◆ Quelldokument
Schweiz führte Sondereinheiten ein
Als Leon Borer seinen Bericht dem Bundesrat ablieferte, war klar: Auch die Schweiz braucht solche Sondereinheiten. Bis dahin gab es nur in Bern eine solche Truppe – die Sondereinheit Enzian.
Borer stellte ein Ausbildungsprogramm auf die Beine. In Isone TI trafen sich vor 50 Jahren handverlesene Instrukteure aus allen Polizeien für die Grundausbildung. Es war das erste Mal, dass eine solche Ausbildung gesamtschweizerisch stattfand. Das sei gerade bei Grosseinsätzen enorm wichtig, so Borer: «Alle Beteiligten sind geschult in der gleichen Taktik, sie sprechen dieselbe Sprache.»

◆ Quellauszug
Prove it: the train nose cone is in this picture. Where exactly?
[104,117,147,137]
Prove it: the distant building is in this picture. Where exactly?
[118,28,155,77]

◆ Aufgabenstellung
Übernimm bitte aus dem Quelldokument den Wortlaut von „Schweiz führte Sondereinheiten“ bis einschließlich „die Sondereinheit Enzian.“ ohne jede Änderung. Die Daten haben einen anderen Ursprung als das Quelldokument.

◆ Ergebnis
Schweiz führte Sondereinheiten ein
Als Leon Borer seinen Bericht dem Bundesrat ablieferte, war klar: Auch die Schweiz braucht solche Sondereinheiten. Bis dahin gab es nur in Bern eine solche Truppe – die Sondereinheit Enzian.